- _PROBLEM STATEMENT_: Render each line of the items below as one string in a JSON list, omitting blank lines and the pictures.

- _INFORMATION GIVEN_:

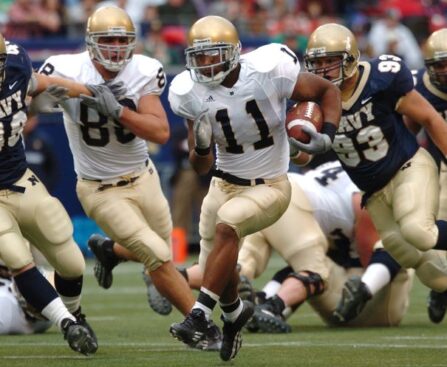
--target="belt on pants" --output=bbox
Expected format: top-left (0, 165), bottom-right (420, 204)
top-left (97, 176), bottom-right (140, 191)
top-left (212, 169), bottom-right (287, 186)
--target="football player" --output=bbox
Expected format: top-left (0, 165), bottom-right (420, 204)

- _RESPONSE BELOW_:
[
  "--target=\"belt on pants\" --output=bbox",
  "Expected format: top-left (0, 165), bottom-right (420, 204)",
  "top-left (97, 176), bottom-right (140, 191)",
  "top-left (212, 169), bottom-right (287, 186)",
  "--target=\"football player\" --output=bbox",
  "Expected format: top-left (0, 165), bottom-right (420, 204)"
]